Requirement:
Leave no line out. Transcribe the whole listing exactly.
Task data START
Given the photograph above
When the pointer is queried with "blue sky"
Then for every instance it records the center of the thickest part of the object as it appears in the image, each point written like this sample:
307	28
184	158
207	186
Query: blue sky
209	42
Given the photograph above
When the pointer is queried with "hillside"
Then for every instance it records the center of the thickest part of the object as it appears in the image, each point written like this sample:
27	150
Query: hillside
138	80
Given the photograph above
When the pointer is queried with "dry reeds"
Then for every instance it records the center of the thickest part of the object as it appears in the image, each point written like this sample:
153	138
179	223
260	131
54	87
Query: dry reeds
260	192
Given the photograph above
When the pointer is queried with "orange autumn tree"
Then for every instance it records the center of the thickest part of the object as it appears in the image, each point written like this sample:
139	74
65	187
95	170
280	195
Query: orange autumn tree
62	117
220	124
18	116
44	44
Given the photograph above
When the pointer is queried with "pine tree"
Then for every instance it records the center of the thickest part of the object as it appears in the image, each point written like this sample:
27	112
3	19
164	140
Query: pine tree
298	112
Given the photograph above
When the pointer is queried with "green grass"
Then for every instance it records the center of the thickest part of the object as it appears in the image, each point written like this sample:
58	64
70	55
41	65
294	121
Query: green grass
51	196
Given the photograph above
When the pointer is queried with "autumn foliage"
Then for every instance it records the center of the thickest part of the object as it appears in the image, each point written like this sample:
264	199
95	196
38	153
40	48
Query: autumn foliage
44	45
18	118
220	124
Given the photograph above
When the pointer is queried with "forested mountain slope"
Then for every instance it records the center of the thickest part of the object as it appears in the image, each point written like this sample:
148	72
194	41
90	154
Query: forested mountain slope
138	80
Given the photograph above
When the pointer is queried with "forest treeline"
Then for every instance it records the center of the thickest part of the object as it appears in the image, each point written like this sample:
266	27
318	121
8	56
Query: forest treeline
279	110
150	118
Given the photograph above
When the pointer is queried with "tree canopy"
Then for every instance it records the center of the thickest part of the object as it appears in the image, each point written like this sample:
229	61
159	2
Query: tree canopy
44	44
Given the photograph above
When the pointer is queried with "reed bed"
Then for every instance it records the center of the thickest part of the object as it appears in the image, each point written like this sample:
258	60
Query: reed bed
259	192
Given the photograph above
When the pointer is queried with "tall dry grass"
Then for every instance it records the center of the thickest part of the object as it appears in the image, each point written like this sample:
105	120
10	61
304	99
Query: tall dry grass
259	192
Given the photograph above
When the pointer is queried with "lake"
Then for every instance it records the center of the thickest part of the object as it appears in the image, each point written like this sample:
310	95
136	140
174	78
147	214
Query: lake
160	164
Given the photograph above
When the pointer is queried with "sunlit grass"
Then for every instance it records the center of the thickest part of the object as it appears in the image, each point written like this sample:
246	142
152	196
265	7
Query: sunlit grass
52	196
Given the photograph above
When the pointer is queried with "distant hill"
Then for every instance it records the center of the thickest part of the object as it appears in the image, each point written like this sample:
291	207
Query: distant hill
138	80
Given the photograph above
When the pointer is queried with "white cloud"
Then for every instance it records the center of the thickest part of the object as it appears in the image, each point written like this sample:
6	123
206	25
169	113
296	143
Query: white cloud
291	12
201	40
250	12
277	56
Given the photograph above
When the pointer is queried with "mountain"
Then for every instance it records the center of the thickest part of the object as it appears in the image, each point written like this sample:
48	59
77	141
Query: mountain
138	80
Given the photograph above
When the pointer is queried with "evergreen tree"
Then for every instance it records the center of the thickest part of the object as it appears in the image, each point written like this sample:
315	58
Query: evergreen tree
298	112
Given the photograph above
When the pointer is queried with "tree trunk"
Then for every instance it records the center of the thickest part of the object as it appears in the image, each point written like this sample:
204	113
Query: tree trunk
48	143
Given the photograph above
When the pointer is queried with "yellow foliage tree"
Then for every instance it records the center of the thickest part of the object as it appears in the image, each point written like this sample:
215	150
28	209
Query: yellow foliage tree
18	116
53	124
Task data END
Your response:
Given the photograph above
When the pointer is queried with "blue sky"
Then for every instance it records the center of the thickest part of the object as it appears in the image, each point written like this sample:
307	28
184	158
207	186
Query: blue sky
209	42
Given the photograph above
When the pointer is queried with "hillside"
Then for every instance it records the center of the thickest part of the object as it appears in the image, each point written like this sample:
27	150
Query: hillside
138	80
Given the photograph above
When the pointer is queried with "dry reeds"
Then for every instance it records the center of the thickest part of the object as it appears in the image, each point written like this sample:
153	138
179	223
260	131
54	87
Query: dry reeds
260	192
Given the photograph above
When the pointer is queried with "orange autumn tree"
Then for every instance it records the center of the thickest part of the object as it appears in the image, each point written like this sample:
139	74
65	187
95	170
280	195
Query: orange autumn tree
62	117
220	124
18	116
44	44
Given the photograph above
When the pointer is queried with "pine tree"
Then for every instance it records the center of the thickest part of the object as it appears in the image, each point written like this sample:
27	112
3	19
164	140
Query: pine tree
298	112
Given the photograph above
When the pointer is queried with "green grass"
Then for every instance it records the center of the thickest part of the object as it appears in the image, each point written like this sample:
58	64
70	55
41	65
294	121
Query: green grass
51	196
Given the photograph above
When the pointer is queried with "autumn foliage"
Then for every instance it records the center of the thickest part of the object as it appears in the image, each point written like this sample:
264	199
95	196
38	153
40	48
Query: autumn foliage
44	45
18	118
220	124
Given the photograph above
When the pointer is queried with "forested mountain slope"
Then for every instance it records the center of the thickest part of the object as it appears in the image, each point written like this sample:
148	72
194	41
90	154
Query: forested mountain slope
138	80
Given the photograph above
When the pointer is queried with "forest treeline"
Then for every instance it records the center of the thickest part of the object as it appears in the image, each point written like this sample:
266	27
318	121
8	56
Query: forest treeline
279	110
150	118
Given the photograph above
When the pointer is queried with "tree canopy"
Then for every instance it records the center of the thickest part of the object as it appears in the image, each point written like this sample:
229	61
159	2
Query: tree canopy
44	44
Given the photograph above
When the pointer is queried with "reed bed"
Then for every instance it records the center of the thickest part of the object as it appears in the image, each point written like this sample:
258	60
Query: reed bed
259	192
Given the photograph above
When the pointer is queried with "tall dry grass"
Then for every instance it records the center of the thickest part of the object as it appears in the image, each point written like this sample:
105	120
10	61
304	99
Query: tall dry grass
259	192
Given the photograph above
When the pointer is queried with "lake"
Then for every instance it records the center of the thickest part of the object as it appears in the image, each point written like this sample:
310	95
136	140
174	78
147	214
Query: lake
160	164
Given the photograph above
When the pointer is queried with "sunlit grass"
Then for every instance it records the center of the thickest part of the object as it appears in the image, each point written like this sample:
246	142
152	196
265	7
Query: sunlit grass
52	196
Given the photograph above
When the pointer is queried with "distant hill"
Then for every instance it records the center of the thickest part of the object as it appears in the image, each point written like this sample:
291	207
Query: distant hill
138	80
Given the photograph above
When the pointer is queried with "white cloud"
Then for every instance it records the center of the thickest part of the object as it appears in the image, each point written like this sample:
6	123
206	25
169	113
296	143
Query: white cloud
291	12
201	40
250	12
277	56
Given the photograph above
When the pointer is queried with "mountain"
Then for every instance it records the center of the thickest part of the object as it appears in the image, each point written like this sample:
48	59
77	141
Query: mountain
138	80
Given the photograph above
When the pointer is queried with "evergreen tree"
Then for every instance it records the center of the thickest part of the object as it appears in the image, each point written like this sample:
315	58
Query: evergreen tree
298	112
Given the photograph above
When the pointer is queried with "tree trunk"
Then for every instance it records the center of the thickest part of the object as it appears in the image, each point written like this sample:
204	113
Query: tree trunk
48	143
Given the photograph above
When the pointer is queried with "yellow foliage tree"
Then for every instance it records the center of the thickest part of the object as it appears in the image, each point written like this sample:
215	150
28	209
Query: yellow foliage tree
18	116
53	124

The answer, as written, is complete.